Stated task:
Lines before the one containing "Where can the flooded" are excluded. Repeat that line and every line after it, exactly.

Material:
>>>>>

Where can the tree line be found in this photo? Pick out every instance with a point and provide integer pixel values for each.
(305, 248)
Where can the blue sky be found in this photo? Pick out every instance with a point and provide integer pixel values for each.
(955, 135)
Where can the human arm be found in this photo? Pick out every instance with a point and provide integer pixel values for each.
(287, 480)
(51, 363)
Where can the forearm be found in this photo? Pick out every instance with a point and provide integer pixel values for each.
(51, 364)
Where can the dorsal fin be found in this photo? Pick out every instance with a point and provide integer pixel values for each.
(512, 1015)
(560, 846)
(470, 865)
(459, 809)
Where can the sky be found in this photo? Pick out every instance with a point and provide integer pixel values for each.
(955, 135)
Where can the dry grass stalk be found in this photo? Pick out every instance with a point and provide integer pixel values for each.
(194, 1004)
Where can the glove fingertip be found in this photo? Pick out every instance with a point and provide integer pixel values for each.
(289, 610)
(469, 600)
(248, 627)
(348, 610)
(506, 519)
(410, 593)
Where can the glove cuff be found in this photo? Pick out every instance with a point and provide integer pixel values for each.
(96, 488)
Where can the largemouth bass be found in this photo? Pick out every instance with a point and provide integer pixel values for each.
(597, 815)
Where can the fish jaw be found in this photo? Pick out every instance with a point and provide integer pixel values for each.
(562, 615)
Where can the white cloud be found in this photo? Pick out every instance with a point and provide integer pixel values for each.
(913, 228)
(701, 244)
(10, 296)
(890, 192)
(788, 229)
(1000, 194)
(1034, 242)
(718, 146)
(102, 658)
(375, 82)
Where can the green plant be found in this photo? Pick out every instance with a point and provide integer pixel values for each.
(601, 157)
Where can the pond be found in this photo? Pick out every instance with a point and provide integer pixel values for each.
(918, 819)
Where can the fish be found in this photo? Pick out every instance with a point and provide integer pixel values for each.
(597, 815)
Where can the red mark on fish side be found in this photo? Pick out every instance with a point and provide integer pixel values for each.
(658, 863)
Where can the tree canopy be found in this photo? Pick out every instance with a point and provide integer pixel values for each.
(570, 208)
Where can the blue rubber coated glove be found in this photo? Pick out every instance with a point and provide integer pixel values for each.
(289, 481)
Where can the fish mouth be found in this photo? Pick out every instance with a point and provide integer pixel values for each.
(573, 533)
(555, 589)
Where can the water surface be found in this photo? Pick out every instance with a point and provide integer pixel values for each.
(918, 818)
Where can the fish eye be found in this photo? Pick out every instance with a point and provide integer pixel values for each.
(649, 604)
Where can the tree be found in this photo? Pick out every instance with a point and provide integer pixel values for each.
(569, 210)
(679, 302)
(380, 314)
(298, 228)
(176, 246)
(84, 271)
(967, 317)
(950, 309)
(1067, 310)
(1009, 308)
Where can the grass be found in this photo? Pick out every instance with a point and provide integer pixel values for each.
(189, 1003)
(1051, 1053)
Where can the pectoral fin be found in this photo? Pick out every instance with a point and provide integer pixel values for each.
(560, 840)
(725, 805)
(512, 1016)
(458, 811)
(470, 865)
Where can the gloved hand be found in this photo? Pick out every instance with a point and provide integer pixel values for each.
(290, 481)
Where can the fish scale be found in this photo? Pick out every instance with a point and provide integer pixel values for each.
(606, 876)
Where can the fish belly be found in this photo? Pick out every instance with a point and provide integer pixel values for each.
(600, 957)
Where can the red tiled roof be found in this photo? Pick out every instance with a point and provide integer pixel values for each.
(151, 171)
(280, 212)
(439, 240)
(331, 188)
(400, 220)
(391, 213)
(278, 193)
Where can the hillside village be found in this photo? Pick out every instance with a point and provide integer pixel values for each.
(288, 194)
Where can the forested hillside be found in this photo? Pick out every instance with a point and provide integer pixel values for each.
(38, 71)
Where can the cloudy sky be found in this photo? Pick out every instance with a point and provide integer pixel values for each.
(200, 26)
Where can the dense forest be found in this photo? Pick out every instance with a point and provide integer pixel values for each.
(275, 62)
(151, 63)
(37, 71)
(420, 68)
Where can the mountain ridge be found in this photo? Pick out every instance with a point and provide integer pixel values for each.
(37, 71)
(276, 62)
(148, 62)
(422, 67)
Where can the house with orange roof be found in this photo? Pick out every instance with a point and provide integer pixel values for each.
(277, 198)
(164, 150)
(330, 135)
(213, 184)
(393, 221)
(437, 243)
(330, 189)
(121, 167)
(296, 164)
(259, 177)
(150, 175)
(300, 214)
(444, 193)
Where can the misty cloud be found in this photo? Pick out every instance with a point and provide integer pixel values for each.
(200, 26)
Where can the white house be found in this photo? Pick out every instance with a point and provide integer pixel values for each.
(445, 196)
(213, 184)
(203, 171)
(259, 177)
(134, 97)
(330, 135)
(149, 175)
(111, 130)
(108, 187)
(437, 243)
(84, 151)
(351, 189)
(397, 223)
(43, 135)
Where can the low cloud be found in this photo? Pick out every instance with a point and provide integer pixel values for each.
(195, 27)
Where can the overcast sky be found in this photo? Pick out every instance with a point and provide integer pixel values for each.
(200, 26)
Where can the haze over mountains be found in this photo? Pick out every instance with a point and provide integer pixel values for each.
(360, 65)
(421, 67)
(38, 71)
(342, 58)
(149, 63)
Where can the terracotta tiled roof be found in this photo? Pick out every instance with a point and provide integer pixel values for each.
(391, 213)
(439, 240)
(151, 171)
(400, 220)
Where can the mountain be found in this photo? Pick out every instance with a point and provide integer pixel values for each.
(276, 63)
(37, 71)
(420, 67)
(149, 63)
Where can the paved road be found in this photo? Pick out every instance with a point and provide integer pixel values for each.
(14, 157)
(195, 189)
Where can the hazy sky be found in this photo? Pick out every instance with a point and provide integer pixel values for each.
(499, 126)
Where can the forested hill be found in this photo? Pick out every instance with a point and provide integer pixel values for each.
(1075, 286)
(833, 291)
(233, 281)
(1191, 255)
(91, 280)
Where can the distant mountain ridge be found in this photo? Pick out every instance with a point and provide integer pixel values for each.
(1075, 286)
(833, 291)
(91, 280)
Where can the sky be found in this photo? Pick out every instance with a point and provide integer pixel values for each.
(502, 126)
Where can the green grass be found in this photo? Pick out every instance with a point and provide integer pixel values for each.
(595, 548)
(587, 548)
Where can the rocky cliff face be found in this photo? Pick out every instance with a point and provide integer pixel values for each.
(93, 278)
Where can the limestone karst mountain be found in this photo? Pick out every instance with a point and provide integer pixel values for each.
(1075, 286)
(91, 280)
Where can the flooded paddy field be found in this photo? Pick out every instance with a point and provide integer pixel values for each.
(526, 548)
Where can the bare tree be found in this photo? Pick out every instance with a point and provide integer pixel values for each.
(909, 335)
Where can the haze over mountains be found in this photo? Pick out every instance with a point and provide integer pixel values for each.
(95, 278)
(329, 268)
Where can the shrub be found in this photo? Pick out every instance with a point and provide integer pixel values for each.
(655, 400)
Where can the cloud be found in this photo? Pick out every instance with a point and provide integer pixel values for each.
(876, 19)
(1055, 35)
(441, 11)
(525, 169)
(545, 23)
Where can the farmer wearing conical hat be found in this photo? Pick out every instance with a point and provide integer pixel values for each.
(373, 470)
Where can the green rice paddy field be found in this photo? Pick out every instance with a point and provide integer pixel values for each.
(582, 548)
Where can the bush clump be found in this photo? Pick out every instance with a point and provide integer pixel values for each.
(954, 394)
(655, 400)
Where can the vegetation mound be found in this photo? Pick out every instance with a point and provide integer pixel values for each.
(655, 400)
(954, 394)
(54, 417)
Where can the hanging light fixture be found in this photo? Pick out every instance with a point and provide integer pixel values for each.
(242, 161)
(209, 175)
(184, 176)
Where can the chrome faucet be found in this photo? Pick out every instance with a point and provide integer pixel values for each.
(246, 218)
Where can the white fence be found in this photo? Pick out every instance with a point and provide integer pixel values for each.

<<<<<

Exercise response:
Where can the flooded paddy field be found in this photo? Pick out every instance with a point and provide integer pixel values for each.
(526, 548)
Where can the bare tree be found in this photo? Pick out every instance with a point and provide integer pixel values for each.
(909, 335)
Where can the haze over mountains be found in this photo? Pick out every instance with a point and provide integer pixel values for each.
(95, 278)
(329, 268)
Where can the shrub be found in this photo? Pick out every instance with a point and provide integer pixel values for each.
(655, 400)
Where can the cloud be found in this photo? Pick out every instance with a point and provide integer pixel values for each.
(876, 19)
(1055, 35)
(441, 11)
(525, 169)
(545, 23)
Where can the farmer wearing conical hat be found in this photo? Pick out every instance with a point and provide integer pixel values for each.
(373, 470)
Where can the green rice paddy field be found in this photo? Pick out every instance with a point and provide integer pixel values for each.
(582, 548)
Where can the bush clump be found in this photo? Pick out every instance with a point and provide integer pixel values for each.
(954, 394)
(655, 400)
Where can the vegetation mound be found in this photo? Pick out every instance with a point and provide integer pixel values for each.
(655, 400)
(954, 394)
(54, 417)
Where can the hanging light fixture be found in this photo? Pick out every instance with a point and provide integer pixel values for each.
(242, 161)
(209, 175)
(184, 176)
Where can the chrome faucet be found in this photo? Pick out every instance with a point and provide integer pixel values for each.
(246, 218)
Where can the white fence be found in this photo? Pick out every instance with a point and provide integer pixel values for each.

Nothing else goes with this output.